[Recorded data]
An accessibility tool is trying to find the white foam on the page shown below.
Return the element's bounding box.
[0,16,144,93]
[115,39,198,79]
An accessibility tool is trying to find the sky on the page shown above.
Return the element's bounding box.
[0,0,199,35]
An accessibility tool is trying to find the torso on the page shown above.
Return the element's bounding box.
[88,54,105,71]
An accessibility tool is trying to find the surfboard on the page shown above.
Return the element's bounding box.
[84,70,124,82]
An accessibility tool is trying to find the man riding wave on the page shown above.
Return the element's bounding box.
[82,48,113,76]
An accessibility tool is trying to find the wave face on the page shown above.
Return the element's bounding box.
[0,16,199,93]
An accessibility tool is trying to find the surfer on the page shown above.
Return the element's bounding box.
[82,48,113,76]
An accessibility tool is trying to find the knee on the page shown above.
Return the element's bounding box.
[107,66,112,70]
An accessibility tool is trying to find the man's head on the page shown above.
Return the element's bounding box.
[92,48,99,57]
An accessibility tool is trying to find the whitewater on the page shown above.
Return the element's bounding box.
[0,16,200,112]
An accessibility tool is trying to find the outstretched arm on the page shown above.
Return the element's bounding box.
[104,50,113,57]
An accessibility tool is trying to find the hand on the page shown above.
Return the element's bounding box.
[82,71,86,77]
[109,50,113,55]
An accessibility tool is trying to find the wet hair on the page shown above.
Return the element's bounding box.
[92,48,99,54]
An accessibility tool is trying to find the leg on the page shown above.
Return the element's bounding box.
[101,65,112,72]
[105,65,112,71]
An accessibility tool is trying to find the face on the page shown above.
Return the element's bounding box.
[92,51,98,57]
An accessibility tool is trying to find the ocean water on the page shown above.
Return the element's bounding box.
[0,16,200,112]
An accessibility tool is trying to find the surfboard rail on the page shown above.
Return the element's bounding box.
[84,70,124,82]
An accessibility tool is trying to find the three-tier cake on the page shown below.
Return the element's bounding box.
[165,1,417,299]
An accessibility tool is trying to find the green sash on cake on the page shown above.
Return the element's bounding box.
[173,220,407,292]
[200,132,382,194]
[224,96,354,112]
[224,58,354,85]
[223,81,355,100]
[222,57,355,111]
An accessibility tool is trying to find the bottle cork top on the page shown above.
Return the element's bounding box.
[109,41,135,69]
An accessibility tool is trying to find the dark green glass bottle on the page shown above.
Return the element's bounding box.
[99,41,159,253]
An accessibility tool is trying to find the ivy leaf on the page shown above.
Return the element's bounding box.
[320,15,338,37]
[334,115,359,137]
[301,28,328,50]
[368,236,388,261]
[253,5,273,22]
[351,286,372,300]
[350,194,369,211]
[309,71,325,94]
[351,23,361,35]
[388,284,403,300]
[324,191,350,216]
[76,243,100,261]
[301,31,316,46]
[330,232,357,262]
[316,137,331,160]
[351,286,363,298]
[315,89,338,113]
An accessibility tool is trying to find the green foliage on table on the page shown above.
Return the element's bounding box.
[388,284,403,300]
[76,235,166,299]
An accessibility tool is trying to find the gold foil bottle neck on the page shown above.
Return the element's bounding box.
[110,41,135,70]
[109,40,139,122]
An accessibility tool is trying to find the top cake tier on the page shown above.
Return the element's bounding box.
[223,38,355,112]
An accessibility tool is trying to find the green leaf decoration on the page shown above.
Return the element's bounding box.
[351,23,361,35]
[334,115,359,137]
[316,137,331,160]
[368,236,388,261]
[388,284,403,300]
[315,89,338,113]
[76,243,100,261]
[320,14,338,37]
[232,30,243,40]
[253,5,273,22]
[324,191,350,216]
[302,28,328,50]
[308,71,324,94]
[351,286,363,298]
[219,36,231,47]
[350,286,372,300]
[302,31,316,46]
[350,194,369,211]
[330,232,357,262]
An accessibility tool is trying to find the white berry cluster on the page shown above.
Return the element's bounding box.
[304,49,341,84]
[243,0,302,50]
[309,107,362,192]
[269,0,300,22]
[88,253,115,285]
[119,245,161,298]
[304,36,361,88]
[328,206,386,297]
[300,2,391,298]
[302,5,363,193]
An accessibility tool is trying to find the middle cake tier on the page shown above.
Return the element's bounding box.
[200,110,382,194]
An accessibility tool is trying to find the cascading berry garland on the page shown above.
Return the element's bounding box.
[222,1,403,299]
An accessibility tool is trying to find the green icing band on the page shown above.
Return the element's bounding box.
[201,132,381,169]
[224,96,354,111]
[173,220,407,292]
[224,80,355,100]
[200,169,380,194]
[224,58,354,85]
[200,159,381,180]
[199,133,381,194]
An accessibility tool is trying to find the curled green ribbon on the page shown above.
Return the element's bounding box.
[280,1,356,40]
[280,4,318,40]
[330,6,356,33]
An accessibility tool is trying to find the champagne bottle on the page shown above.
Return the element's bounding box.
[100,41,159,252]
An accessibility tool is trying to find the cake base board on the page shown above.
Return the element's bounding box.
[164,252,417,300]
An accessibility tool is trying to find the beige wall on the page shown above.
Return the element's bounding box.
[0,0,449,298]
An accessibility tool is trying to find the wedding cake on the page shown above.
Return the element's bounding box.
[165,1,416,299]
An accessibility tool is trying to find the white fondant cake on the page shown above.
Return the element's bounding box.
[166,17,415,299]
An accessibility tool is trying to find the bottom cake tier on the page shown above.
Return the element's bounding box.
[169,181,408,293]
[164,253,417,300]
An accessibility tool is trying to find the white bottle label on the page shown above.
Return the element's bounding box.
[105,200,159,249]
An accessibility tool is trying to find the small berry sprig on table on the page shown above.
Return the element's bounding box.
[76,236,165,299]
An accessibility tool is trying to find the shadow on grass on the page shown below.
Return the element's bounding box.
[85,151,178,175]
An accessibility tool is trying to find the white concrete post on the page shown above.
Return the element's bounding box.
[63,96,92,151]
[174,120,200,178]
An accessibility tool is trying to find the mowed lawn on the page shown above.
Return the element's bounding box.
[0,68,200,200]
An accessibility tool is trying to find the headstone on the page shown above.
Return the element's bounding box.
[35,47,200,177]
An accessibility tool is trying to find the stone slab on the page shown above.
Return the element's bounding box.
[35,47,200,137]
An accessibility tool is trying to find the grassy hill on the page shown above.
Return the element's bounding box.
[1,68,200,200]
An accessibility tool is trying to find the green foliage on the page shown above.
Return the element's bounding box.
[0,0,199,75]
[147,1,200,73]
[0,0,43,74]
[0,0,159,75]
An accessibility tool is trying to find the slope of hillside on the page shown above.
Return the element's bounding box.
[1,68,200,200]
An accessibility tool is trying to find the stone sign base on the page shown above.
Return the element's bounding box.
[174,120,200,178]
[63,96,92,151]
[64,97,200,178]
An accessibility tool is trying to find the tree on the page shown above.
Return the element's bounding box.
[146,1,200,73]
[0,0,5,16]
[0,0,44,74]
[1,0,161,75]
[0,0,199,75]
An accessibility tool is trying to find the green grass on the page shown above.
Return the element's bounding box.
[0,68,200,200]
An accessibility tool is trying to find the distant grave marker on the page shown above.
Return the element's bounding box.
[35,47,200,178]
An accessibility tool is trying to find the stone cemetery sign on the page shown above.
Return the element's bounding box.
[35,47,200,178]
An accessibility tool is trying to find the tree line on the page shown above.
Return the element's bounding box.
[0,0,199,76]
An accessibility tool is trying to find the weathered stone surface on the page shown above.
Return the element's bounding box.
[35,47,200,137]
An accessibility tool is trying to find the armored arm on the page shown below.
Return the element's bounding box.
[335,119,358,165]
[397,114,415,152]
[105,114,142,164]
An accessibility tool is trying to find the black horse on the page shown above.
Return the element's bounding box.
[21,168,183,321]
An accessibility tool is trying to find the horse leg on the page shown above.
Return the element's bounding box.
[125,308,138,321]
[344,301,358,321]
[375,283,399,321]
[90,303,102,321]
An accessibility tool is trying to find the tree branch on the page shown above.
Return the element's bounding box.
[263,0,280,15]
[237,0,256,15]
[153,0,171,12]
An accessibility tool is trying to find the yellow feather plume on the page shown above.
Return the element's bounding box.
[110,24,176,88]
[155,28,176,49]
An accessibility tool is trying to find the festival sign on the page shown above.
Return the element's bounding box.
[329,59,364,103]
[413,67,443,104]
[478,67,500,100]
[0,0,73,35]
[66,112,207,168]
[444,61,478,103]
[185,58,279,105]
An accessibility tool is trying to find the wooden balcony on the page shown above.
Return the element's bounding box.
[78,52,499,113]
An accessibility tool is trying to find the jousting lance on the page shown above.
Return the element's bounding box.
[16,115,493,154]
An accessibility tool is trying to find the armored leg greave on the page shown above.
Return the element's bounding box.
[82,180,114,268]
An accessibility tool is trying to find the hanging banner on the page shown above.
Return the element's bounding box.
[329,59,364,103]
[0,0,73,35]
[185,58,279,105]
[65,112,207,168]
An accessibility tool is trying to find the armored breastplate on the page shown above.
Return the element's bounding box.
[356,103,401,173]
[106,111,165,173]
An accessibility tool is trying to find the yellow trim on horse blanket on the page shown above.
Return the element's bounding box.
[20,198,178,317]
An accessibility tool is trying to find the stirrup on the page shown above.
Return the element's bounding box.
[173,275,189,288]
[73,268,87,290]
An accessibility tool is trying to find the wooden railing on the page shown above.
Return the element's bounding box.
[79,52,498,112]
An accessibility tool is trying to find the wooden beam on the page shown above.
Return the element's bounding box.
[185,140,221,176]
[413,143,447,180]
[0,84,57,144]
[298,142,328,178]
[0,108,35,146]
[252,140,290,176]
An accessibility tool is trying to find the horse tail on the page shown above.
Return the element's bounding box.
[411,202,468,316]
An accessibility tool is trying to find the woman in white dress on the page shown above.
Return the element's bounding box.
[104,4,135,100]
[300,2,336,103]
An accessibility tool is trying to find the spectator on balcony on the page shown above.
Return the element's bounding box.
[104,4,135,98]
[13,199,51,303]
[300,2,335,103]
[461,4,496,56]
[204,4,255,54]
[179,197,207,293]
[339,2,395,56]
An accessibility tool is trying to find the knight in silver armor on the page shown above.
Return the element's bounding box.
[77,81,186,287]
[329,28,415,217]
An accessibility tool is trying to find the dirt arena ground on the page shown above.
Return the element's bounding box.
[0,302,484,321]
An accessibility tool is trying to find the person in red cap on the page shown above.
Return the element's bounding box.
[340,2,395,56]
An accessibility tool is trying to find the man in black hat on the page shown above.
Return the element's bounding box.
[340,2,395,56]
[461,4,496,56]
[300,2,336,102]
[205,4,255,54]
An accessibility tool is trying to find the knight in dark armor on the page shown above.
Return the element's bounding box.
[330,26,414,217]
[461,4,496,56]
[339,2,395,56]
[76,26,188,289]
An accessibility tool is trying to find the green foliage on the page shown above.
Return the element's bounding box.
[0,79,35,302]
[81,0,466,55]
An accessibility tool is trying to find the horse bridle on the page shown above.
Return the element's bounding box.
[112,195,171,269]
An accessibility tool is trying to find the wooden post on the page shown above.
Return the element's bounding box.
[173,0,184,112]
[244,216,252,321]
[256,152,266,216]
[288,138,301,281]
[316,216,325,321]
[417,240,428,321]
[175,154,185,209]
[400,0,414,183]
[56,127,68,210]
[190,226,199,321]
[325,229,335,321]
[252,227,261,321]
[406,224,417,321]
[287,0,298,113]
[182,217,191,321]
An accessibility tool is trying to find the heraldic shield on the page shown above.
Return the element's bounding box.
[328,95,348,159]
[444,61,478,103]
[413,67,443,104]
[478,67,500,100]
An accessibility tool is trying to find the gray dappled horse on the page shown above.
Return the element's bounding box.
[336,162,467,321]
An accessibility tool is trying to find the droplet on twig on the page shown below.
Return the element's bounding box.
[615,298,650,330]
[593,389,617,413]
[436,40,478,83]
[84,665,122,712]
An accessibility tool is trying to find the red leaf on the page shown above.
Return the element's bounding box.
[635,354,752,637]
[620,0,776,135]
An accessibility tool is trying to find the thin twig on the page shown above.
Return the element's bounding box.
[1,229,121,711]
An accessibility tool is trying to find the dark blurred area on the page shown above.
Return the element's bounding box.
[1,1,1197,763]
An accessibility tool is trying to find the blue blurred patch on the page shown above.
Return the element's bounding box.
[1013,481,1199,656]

| WHAT NEEDS TO BE DONE |
In the records above, find each line with the string "yellow" and list it.

| WRITTEN SOLUTION |
An accessibility tool is trying to find the yellow feather plume on the page shown above.
An accessibility tool is trying to find the yellow trim on horse blanket on the page shown above.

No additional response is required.